----- Excerpted passage -----

AI researchers at OpenAI competitor Anthropic trained proof-of-concept LLMs showing deceptive behavior triggered by specific hints in the prompts. Furthermore, they say, once deceptive behavior was trained into the model, there was no way to circumvent it using standard techniques.
In their "Sleeper Agents: Training Deceptive LLMs that Persist Through Safety Training" paper, the researchers consider two threat models for LLMs exposing deceptive behavior: model poisoning and deceptive instrumental alignment.
Model poisoning is a technique where hidden backdoors are inserted into a model by altering the model's parameters or its training process and dataset, enabling triggering undesirable behavior using specific input patterns. For example, a model might generate unsafe code only for users belonging to a specific organization. Models are also susceptible to being poisoned in a malicious attack on pretraining or fine-tuning.
Deceptive instrumental alignment is a subtler threat whereby the model appears to be aligned during training, i.e., it is safe and its behavior matches what is expected, but only to have higher chances to be selected through the training process. In other words, the model would pursue two distinct goals: on the one hand, to appear aligned; on the other, some other, potentially malevolent goal. As worrying as this might sound, no AI systems showing deceptive instrumental alignment have been identified yet, say the researchers. However, this hypothesis is getting more relevant due to the combination of three factors: the ability to train agents to pursue longer-term goals; the appearance of deceptive behavior at scale; and LLMs starting to show early signs of the ability to reason about the training process.

----- Given information -----

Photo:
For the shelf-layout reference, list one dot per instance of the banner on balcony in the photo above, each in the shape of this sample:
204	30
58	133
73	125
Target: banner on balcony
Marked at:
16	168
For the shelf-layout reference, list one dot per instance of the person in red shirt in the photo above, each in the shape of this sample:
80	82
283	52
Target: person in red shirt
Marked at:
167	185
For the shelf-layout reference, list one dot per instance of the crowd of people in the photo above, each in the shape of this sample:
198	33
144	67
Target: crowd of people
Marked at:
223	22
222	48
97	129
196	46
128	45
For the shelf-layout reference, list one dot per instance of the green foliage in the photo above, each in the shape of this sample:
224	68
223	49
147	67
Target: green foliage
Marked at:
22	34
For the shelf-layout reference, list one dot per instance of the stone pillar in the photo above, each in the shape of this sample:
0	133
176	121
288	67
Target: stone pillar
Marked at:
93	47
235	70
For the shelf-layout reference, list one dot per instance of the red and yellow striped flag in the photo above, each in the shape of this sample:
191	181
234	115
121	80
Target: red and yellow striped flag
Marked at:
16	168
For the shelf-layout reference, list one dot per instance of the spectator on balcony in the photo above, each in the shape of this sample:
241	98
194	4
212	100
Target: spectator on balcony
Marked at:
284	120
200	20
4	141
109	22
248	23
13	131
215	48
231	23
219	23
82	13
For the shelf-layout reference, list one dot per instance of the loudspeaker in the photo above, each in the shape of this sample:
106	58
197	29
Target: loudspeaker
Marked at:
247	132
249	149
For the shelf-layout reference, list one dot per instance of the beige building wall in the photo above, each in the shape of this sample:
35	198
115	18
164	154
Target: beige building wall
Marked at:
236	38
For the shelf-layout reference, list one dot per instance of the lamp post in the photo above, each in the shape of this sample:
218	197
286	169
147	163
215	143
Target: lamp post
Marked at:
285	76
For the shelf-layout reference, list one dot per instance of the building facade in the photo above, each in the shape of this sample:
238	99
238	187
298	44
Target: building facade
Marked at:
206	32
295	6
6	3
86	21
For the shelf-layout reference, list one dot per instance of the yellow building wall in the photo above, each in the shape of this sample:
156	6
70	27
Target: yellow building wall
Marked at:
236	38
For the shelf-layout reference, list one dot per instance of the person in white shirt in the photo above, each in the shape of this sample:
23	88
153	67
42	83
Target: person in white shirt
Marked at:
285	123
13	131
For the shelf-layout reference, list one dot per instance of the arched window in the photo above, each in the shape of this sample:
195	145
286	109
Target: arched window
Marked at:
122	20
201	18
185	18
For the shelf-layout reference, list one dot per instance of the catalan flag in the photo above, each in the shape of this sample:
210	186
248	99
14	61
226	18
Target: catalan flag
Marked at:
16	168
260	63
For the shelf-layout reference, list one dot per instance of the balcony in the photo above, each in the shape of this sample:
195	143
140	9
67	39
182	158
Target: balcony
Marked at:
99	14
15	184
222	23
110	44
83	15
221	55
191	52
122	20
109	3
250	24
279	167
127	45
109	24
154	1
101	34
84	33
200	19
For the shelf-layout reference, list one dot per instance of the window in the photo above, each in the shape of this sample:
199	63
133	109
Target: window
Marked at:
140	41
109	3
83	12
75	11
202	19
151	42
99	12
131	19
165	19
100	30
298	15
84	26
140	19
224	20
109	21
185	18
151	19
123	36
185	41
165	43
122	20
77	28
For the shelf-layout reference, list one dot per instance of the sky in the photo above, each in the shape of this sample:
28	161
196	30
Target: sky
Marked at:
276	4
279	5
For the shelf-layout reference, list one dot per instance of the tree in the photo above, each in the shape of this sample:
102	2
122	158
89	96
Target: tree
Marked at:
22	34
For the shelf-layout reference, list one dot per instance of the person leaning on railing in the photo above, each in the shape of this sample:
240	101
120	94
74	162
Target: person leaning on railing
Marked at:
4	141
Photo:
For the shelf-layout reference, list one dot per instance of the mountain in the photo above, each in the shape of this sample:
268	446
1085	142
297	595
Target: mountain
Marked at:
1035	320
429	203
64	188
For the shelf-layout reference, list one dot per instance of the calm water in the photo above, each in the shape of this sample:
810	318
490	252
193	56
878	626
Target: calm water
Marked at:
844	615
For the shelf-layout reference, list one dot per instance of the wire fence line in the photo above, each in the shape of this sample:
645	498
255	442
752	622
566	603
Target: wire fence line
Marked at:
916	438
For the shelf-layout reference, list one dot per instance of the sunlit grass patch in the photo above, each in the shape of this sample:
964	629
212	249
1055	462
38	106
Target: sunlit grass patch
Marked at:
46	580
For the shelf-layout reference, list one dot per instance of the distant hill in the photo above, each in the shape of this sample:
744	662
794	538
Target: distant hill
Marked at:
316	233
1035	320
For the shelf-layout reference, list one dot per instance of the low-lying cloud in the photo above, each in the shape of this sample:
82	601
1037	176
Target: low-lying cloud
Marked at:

-----

> Problem: Please retype the article on deceptive LLMs from the top of the page, word for word and in full.

> Expected output:
AI researchers at OpenAI competitor Anthropic trained proof-of-concept LLMs showing deceptive behavior triggered by specific hints in the prompts. Furthermore, they say, once deceptive behavior was trained into the model, there was no way to circumvent it using standard techniques.
In their "Sleeper Agents: Training Deceptive LLMs that Persist Through Safety Training" paper, the researchers consider two threat models for LLMs exposing deceptive behavior: model poisoning and deceptive instrumental alignment.
Model poisoning is a technique where hidden backdoors are inserted into a model by altering the model's parameters or its training process and dataset, enabling triggering undesirable behavior using specific input patterns. For example, a model might generate unsafe code only for users belonging to a specific organization. Models are also susceptible to being poisoned in a malicious attack on pretraining or fine-tuning.
Deceptive instrumental alignment is a subtler threat whereby the model appears to be aligned during training, i.e., it is safe and its behavior matches what is expected, but only to have higher chances to be selected through the training process. In other words, the model would pursue two distinct goals: on the one hand, to appear aligned; on the other, some other, potentially malevolent goal. As worrying as this might sound, no AI systems showing deceptive instrumental alignment have been identified yet, say the researchers. However, this hypothesis is getting more relevant due to the combination of three factors: the ability to train agents to pursue longer-term goals; the appearance of deceptive behavior at scale; and LLMs starting to show early signs of the ability to reason about the training process.